## EXERCISE
Set down each record exactly as written.

## DATASET ENTRIES
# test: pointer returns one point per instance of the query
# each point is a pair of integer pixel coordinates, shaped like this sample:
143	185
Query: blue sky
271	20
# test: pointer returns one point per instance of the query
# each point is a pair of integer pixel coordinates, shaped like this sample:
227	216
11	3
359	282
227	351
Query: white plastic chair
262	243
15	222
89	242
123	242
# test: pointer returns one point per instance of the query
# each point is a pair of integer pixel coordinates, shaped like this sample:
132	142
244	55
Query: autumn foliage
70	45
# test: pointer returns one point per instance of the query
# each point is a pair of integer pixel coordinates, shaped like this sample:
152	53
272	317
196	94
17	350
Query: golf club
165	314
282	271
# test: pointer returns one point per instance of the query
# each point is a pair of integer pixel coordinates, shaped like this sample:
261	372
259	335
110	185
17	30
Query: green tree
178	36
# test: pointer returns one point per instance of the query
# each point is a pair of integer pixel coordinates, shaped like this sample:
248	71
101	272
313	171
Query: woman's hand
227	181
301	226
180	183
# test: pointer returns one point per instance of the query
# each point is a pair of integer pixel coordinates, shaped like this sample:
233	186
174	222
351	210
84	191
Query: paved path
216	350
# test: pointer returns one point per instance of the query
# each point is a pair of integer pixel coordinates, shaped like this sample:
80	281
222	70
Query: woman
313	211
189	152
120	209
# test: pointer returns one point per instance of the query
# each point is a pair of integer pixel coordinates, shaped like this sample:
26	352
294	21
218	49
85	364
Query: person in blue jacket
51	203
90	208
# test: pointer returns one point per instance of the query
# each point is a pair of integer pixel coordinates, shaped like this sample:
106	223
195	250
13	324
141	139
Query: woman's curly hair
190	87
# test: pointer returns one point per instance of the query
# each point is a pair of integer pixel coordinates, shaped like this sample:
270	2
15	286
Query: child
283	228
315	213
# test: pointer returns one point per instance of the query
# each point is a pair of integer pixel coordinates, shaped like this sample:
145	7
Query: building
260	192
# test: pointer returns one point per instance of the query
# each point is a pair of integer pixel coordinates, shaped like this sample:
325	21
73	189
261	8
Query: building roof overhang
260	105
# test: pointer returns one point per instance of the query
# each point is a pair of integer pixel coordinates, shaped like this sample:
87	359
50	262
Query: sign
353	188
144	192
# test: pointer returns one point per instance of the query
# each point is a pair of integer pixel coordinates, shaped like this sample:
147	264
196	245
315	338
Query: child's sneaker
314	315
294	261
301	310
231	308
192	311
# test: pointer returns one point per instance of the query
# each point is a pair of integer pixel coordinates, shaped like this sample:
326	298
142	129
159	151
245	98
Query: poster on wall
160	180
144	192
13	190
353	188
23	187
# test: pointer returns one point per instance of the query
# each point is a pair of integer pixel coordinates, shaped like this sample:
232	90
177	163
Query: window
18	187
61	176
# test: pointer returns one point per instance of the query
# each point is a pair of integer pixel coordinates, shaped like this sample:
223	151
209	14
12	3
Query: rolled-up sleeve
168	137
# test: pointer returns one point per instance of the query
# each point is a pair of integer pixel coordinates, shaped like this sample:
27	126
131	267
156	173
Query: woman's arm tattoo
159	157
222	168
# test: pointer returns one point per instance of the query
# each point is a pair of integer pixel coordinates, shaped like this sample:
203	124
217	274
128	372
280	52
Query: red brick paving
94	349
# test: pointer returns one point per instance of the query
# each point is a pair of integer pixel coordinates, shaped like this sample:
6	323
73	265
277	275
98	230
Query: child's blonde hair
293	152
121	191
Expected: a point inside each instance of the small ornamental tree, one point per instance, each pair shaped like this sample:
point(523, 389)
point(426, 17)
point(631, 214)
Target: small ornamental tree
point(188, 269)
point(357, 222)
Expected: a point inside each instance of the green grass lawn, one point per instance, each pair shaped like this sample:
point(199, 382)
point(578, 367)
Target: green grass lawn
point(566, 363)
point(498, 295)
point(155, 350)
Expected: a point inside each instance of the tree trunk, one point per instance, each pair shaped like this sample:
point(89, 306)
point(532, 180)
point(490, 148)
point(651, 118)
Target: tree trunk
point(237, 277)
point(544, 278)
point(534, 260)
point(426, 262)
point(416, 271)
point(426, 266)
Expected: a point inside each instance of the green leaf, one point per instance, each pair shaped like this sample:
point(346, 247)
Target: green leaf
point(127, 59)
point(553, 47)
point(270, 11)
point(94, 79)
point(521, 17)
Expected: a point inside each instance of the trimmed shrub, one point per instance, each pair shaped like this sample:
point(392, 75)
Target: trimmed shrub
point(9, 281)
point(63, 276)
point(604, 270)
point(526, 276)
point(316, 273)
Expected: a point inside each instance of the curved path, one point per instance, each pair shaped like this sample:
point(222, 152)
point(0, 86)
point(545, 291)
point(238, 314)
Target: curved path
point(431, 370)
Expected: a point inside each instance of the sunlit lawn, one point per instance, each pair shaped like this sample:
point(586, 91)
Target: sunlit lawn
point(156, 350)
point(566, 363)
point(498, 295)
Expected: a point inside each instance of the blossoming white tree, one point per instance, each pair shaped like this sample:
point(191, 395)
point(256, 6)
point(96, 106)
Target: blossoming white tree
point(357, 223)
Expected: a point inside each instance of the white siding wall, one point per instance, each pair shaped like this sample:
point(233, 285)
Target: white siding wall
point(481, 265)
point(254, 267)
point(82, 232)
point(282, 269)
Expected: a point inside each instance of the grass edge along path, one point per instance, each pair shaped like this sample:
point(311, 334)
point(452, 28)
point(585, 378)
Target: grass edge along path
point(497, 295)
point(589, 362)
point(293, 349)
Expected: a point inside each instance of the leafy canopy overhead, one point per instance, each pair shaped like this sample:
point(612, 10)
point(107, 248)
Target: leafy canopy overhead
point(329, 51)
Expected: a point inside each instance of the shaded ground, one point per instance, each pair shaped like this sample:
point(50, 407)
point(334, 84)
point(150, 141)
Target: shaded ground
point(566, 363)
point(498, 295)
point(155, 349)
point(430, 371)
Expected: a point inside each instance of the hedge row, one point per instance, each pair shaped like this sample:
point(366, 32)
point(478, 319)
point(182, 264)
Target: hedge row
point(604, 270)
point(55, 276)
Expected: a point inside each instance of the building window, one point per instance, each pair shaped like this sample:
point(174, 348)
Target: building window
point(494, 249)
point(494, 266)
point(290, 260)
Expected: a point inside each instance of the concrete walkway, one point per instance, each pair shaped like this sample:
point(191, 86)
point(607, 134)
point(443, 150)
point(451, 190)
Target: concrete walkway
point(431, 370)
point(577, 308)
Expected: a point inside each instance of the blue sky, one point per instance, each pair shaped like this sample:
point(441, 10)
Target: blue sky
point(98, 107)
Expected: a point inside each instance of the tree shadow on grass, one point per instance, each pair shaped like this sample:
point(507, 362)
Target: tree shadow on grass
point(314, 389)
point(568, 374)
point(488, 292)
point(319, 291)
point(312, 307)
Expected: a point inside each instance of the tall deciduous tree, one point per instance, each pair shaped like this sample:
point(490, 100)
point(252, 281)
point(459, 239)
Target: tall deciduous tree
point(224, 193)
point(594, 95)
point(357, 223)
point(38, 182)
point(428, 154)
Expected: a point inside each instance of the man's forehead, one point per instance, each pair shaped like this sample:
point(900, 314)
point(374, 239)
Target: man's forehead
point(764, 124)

## TASK RESPONSE
# test: pointer returns one point per instance of the query
# each point is a pair of integer pixel coordinates, shaped like this sample:
143	185
Query: blue sky
271	20
# test: pointer returns one point per instance of the query
# each point is a pair of integer pixel coordinates, shaped like this sample:
227	216
11	3
359	282
227	351
Query: white plastic chair
262	243
15	222
89	242
123	242
# test: pointer returns one point per instance of the query
# each point is a pair of integer pixel coordinates, shaped like this sample:
132	142
244	55
Query: autumn foliage
70	45
# test: pointer returns one point per instance of the query
# each point is a pair of integer pixel coordinates, shaped like this sample:
152	53
272	317
196	94
17	350
Query: golf club
165	314
282	271
# test: pointer returns one point per instance of the query
# each point is a pair of integer pixel coordinates, shaped like this sample:
261	372
259	335
110	185
17	30
Query: green tree
178	36
# test: pointer returns one point per instance of the query
# each point is a pair of integer pixel coordinates, shaped like this sample:
248	71
101	272
313	171
Query: woman's hand
227	181
301	226
180	183
# test: pointer returns one point per instance of the query
# each point is a pair of integer pixel coordinates, shaped like this sample:
233	186
174	222
351	210
84	191
Query: paved path
216	350
# test: pointer returns one point per instance of the query
# each point is a pair of integer pixel coordinates, shaped like this sample:
80	281
222	70
Query: woman
313	211
189	152
120	209
# test: pointer returns one point per instance of the query
# each point is a pair of integer pixel coordinates, shaped like this sample:
26	352
294	21
218	49
85	364
Query: person in blue jacket
51	203
90	208
# test: pointer returns one point per instance of the query
# each point is a pair of integer pixel coordinates, shaped like this sample:
106	223
195	250
13	324
141	139
Query: woman's curly hair
190	87
# test: pointer returns one point per instance of the query
# each point is a pair of integer pixel coordinates, shaped like this sample:
270	2
15	286
Query: child
283	228
315	213
# test: pointer returns one point per instance of the query
# each point is a pair of integer pixel coordinates, shaped like this sample:
145	7
Query: building
260	192
# test: pointer returns one point per instance of the query
# each point is a pair of integer pixel coordinates, shaped like this sample:
325	21
73	189
261	8
Query: building roof overhang
260	105
# test: pointer returns one point per instance of the query
# each point is a pair of integer pixel coordinates, shaped like this sample:
87	359
50	262
Query: sign
353	188
144	192
# test: pointer returns one point per instance of the query
# each point is a pair of integer pixel coordinates, shaped like this sample:
147	264
196	245
315	338
Query: child's sneaker
314	315
294	261
301	310
231	308
192	311
# test: pointer returns one point per instance of the query
# each point is a pair of integer pixel coordinates, shaped like this sample:
326	298
142	129
159	151
245	98
Query: poster on wall
160	180
144	192
13	190
353	188
23	187
# test: pointer returns one point per instance of the query
# each point is a pair of integer pixel coordinates, shaped like this sample:
232	90
177	163
Query: window
18	187
61	176
# test: pointer returns one point per instance of the query
# each point is a pair of integer pixel coordinates, shaped like this sample:
223	151
209	14
12	3
Query: rolled-up sleeve
168	137
# test: pointer returns one point per instance of the query
# each point is a pair of integer pixel coordinates, shaped like this sample:
27	126
131	267
156	173
Query: woman's arm tattoo
159	157
222	168
# test: pointer returns one point per instance of the query
# each point is a pair of integer pixel coordinates, shaped like this sample:
203	124
217	274
128	372
280	52
Query: red brick paving
94	349
# test: pointer returns one point per instance of the query
# each point is a pair of integer pixel coordinates, shaped like this sample:
6	323
73	265
277	275
98	230
Query: child's blonde hair
293	152
121	191
Expected: a point inside each instance of the small ornamental tree, one point per instance, each pair shaped like this sample:
point(523, 389)
point(426, 17)
point(631, 214)
Target: small ornamental tree
point(188, 269)
point(357, 222)
Expected: a point inside each instance of the green grass lawn, one point per instance, each pair shaped like this sample:
point(199, 382)
point(578, 367)
Target: green grass lawn
point(566, 363)
point(498, 295)
point(155, 350)
Expected: a point inside each instance of the tree trunk, one point per instance, each pair shaped like this sample:
point(89, 306)
point(532, 180)
point(490, 148)
point(651, 118)
Target: tree trunk
point(237, 277)
point(544, 278)
point(534, 260)
point(426, 262)
point(416, 271)
point(426, 266)
Expected: a point inside each instance of the green leaf, one point per instance, each pair shaped like this sample:
point(346, 247)
Target: green leaf
point(127, 59)
point(553, 47)
point(270, 11)
point(94, 79)
point(521, 17)
Expected: a point inside each instance of the trimmed shrub, one point per instance, each pair shaped like this sample:
point(392, 75)
Target: trimmed shrub
point(9, 281)
point(63, 276)
point(604, 270)
point(526, 276)
point(316, 273)
Expected: a point inside each instance of the curved path, one point per instance, each pair shaped like this sample:
point(222, 152)
point(0, 86)
point(545, 291)
point(238, 314)
Target: curved path
point(431, 370)
Expected: a point inside each instance of the sunlit lawn, one point per instance, each pair shaped like this sample:
point(586, 91)
Target: sunlit lawn
point(156, 350)
point(566, 363)
point(498, 295)
Expected: a point inside each instance of the blossoming white tree, one point per instance, each pair shaped like this sample:
point(191, 395)
point(256, 6)
point(96, 106)
Target: blossoming white tree
point(357, 223)
Expected: a point inside each instance of the white siding wall, one point per instance, each pair shaped like this sample:
point(233, 285)
Target: white siding wall
point(481, 265)
point(254, 267)
point(82, 232)
point(282, 269)
Expected: a point inside each instance of the grass edge along path, one point per instance, each pair shaped like this sample:
point(311, 334)
point(452, 28)
point(585, 378)
Target: grass edge along path
point(497, 295)
point(589, 362)
point(293, 349)
Expected: a point inside each instance of the leafy canopy overhead, one point per instance, each pair shaped like this sample:
point(612, 10)
point(107, 248)
Target: leafy canopy overhead
point(329, 51)
Expected: a point inside each instance of the shaded ground, one point per instance, each pair shaped like this sample:
point(50, 407)
point(334, 84)
point(150, 141)
Target: shaded ground
point(566, 363)
point(498, 295)
point(155, 349)
point(430, 371)
Expected: a point inside each instance of the hedge row, one point per instance, each pair shaped like this sample:
point(366, 32)
point(478, 319)
point(182, 264)
Target: hedge row
point(604, 270)
point(55, 276)
Expected: a point inside each instance of the building window, one point per instance, each pair shaped like this sample:
point(174, 348)
Target: building window
point(494, 249)
point(494, 266)
point(290, 260)
Expected: a point inside each instance of the concrete walkway, one point per instance, each pair shaped like this sample:
point(191, 86)
point(607, 134)
point(443, 150)
point(451, 190)
Target: concrete walkway
point(431, 370)
point(577, 308)
Expected: a point inside each instance of the blue sky, one point per instance, each pair shaped like this sample:
point(441, 10)
Target: blue sky
point(98, 107)
Expected: a point inside each instance of the tree shadow on grass, one point per instance, each pair shaped like this sample:
point(507, 362)
Target: tree shadow on grass
point(314, 389)
point(568, 374)
point(488, 292)
point(319, 291)
point(312, 307)
Expected: a point inside each instance of the tall deciduous tree, one point per instance, each pair shaped like this sample:
point(490, 100)
point(252, 281)
point(459, 239)
Target: tall deciduous tree
point(224, 193)
point(594, 95)
point(357, 223)
point(38, 182)
point(428, 154)
Expected: a point inside each instance of the man's forehead, one point per instance, each pair shaped like this sample:
point(900, 314)
point(374, 239)
Target: man's forehead
point(764, 124)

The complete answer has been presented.